YOUR TASK: Down to the last line, the material below should be reproduced exactly.

SUPPLIED RECORDS:
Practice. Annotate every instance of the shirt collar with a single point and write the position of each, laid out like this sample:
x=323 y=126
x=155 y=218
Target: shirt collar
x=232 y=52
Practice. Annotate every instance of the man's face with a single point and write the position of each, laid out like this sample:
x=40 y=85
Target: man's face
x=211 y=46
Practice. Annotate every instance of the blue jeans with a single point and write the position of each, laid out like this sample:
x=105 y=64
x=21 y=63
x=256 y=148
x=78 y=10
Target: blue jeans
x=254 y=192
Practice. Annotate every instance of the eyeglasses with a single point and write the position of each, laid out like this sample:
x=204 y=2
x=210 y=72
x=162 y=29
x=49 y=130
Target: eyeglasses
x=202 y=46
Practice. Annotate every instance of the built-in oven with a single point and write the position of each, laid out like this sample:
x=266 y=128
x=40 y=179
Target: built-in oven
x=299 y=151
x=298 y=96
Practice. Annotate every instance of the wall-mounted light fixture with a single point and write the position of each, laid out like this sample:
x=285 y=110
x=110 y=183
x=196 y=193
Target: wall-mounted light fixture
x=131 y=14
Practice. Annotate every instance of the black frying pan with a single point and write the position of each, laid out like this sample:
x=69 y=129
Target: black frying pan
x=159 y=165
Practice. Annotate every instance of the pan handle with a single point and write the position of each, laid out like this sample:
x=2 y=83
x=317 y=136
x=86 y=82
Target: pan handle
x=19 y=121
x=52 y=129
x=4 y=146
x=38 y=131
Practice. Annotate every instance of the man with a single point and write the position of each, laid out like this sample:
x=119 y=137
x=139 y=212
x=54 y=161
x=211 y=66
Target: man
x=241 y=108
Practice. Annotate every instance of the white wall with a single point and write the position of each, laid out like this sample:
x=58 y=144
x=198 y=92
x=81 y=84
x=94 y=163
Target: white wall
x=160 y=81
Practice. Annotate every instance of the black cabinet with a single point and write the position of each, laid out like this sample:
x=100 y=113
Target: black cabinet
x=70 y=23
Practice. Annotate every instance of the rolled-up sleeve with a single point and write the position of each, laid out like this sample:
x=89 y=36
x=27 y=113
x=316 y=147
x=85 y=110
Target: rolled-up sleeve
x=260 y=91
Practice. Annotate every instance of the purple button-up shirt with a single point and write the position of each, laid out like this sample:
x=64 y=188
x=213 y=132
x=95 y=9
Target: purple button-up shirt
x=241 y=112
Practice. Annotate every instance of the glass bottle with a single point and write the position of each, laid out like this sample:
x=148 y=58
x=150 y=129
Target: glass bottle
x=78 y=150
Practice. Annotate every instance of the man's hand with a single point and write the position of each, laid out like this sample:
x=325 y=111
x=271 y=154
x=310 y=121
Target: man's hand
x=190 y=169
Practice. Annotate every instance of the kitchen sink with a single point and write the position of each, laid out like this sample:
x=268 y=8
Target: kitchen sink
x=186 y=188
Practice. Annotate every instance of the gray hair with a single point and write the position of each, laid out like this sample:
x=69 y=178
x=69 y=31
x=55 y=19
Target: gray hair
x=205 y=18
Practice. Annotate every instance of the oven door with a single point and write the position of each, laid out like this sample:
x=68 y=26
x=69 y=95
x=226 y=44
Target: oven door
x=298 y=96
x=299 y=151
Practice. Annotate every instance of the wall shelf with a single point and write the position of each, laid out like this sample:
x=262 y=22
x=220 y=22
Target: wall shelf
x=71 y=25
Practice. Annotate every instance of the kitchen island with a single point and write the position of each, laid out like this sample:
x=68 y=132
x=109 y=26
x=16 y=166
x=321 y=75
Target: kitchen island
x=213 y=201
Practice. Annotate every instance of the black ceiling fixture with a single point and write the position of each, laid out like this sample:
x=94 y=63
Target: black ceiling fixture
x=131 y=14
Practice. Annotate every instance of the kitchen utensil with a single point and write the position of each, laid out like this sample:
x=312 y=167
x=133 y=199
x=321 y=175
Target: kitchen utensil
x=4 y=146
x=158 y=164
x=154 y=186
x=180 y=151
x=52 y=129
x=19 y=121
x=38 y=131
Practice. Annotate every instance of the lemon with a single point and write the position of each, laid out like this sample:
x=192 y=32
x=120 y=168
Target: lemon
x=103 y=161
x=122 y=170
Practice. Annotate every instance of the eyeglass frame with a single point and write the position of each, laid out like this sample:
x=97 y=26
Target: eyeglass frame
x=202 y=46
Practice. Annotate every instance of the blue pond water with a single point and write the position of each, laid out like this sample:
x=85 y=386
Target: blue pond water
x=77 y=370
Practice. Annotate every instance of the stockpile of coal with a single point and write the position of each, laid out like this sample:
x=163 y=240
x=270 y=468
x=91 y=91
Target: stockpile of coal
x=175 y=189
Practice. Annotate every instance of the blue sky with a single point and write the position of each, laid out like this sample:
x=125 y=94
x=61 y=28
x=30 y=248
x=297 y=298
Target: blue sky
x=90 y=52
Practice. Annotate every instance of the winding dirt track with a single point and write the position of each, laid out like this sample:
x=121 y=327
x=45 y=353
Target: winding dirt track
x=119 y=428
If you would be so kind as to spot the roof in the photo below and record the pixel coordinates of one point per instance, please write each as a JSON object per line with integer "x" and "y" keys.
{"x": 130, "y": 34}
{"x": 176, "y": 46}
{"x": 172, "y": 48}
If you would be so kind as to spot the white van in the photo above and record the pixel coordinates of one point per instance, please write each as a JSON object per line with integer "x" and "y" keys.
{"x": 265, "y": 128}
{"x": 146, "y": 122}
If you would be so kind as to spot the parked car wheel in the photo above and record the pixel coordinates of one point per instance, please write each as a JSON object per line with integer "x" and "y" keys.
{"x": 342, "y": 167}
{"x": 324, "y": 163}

RESULT:
Practice. Annotate every instance of the shirt collar with a single point and write the position of each, laid out like this sample:
x=323 y=126
x=155 y=218
Target: shirt collar
x=232 y=52
Practice. Annotate every instance of the man's face with a single point and write the position of each, laid out like this sample:
x=40 y=85
Target: man's face
x=211 y=46
Practice. Annotate every instance of the blue jeans with a single point and write the position of each, laid out like this sample:
x=105 y=64
x=21 y=63
x=256 y=148
x=78 y=10
Target: blue jeans
x=254 y=192
Practice. Annotate every instance of the eyeglasses with a single point and write the position of each, laid out like this sample:
x=204 y=2
x=210 y=72
x=162 y=29
x=49 y=130
Target: eyeglasses
x=202 y=46
Practice. Annotate every instance of the built-in oven with a single point and write the position of each, laid out like this sample:
x=266 y=128
x=40 y=179
Target: built-in oven
x=299 y=151
x=298 y=96
Practice. Annotate every instance of the wall-mounted light fixture with a single point and write the position of each, laid out like this sample:
x=285 y=110
x=110 y=183
x=196 y=193
Target: wall-mounted light fixture
x=131 y=14
Practice. Annotate every instance of the black frying pan with a single point and write the position of each, laid out like this sample:
x=69 y=129
Target: black frying pan
x=159 y=165
Practice. Annotate every instance of the pan handle with a single point and write the position of each, laid out like this sample:
x=2 y=83
x=317 y=136
x=86 y=82
Target: pan handle
x=19 y=121
x=52 y=129
x=4 y=146
x=38 y=131
Practice. Annotate every instance of the man with a single point and write the position of each, laid out like this sample:
x=119 y=137
x=139 y=212
x=54 y=161
x=211 y=66
Target: man
x=241 y=108
Practice. Annotate every instance of the white wall with a single point and write the position of each, laid out like this sample:
x=58 y=144
x=198 y=92
x=81 y=84
x=94 y=163
Target: white wall
x=160 y=81
Practice. Annotate every instance of the black cabinet with a single point and write the position of each, laid out like this sample:
x=100 y=113
Target: black cabinet
x=70 y=23
Practice. Annotate every instance of the rolled-up sleeve with a single point and write the position of each, laid out like this sample:
x=89 y=36
x=27 y=113
x=316 y=147
x=85 y=110
Target: rolled-up sleeve
x=260 y=91
Practice. Annotate every instance of the purple button-up shirt with a single point and write the position of each, laid out like this sample:
x=64 y=188
x=213 y=132
x=95 y=9
Target: purple button-up shirt
x=241 y=112
Practice. Annotate every instance of the glass bottle with a single point and write the position of each, laid out like this sample:
x=148 y=58
x=150 y=129
Target: glass bottle
x=78 y=150
Practice. Annotate every instance of the man's hand with a single point and write the position of each, laid out like this sample:
x=325 y=111
x=271 y=154
x=310 y=121
Target: man's hand
x=190 y=169
Practice. Annotate every instance of the kitchen sink with a single point and write the position of each, laid out like this sample:
x=268 y=8
Target: kitchen sink
x=186 y=188
Practice. Annotate every instance of the gray hair with a single point and write the position of each, laid out like this sample:
x=69 y=178
x=69 y=31
x=55 y=19
Target: gray hair
x=205 y=18
Practice. Annotate every instance of the oven door with a single point and write the position of each, laid out like this sample:
x=68 y=26
x=69 y=95
x=226 y=44
Target: oven door
x=298 y=96
x=299 y=151
Practice. Annotate every instance of the wall shelf with a single point and write the position of each, laid out like this sample:
x=262 y=22
x=220 y=22
Target: wall shelf
x=71 y=25
Practice. Annotate every instance of the kitchen island with a single point and write the position of each, laid out like this sample:
x=68 y=132
x=109 y=26
x=16 y=166
x=321 y=75
Target: kitchen island
x=213 y=201
Practice. Annotate every instance of the black ceiling fixture with a single point and write the position of each, laid out like this sample:
x=94 y=63
Target: black ceiling fixture
x=131 y=14
Practice. Annotate every instance of the kitchen utensil with a single point and write the position of each, laid out like this sample:
x=312 y=167
x=133 y=199
x=321 y=175
Target: kitchen utensil
x=4 y=146
x=158 y=164
x=154 y=186
x=180 y=151
x=52 y=129
x=19 y=121
x=38 y=131
Practice. Annotate every instance of the lemon with a single point and write the position of each, laid out like this sample:
x=192 y=32
x=120 y=168
Target: lemon
x=103 y=161
x=122 y=170
Practice. Annotate every instance of the eyeglass frame with a single point and write the position of each, laid out like this sample:
x=97 y=26
Target: eyeglass frame
x=202 y=46
Practice. Annotate every instance of the blue pond water with a single point and write the position of each, laid out like this sample:
x=85 y=386
Target: blue pond water
x=77 y=370
Practice. Annotate every instance of the stockpile of coal with a single point and write the position of each, laid out like this sample:
x=163 y=240
x=270 y=468
x=91 y=91
Target: stockpile of coal
x=175 y=189
Practice. Annotate every instance of the blue sky with a single point and write the position of each, laid out like this sample:
x=125 y=94
x=61 y=28
x=30 y=248
x=297 y=298
Target: blue sky
x=90 y=52
Practice. Annotate every instance of the winding dirt track with a single point and write the position of each, laid out like this sample:
x=121 y=327
x=45 y=353
Target: winding dirt track
x=119 y=428
If you would be so kind as to spot the roof in the photo below and record the pixel coordinates of one point per instance, please write each as a JSON object per line with integer "x" and "y" keys.
{"x": 130, "y": 34}
{"x": 176, "y": 46}
{"x": 172, "y": 48}
If you would be so kind as to spot the white van in the photo above and record the pixel coordinates of one point per instance, please write each as a JSON object per line with integer "x" and "y" keys.
{"x": 265, "y": 128}
{"x": 146, "y": 122}
If you would be so kind as to spot the parked car wheel in the photo above and record the pixel coordinates of one point per instance, please write each as a JSON object per line with integer "x" and "y" keys.
{"x": 342, "y": 167}
{"x": 324, "y": 163}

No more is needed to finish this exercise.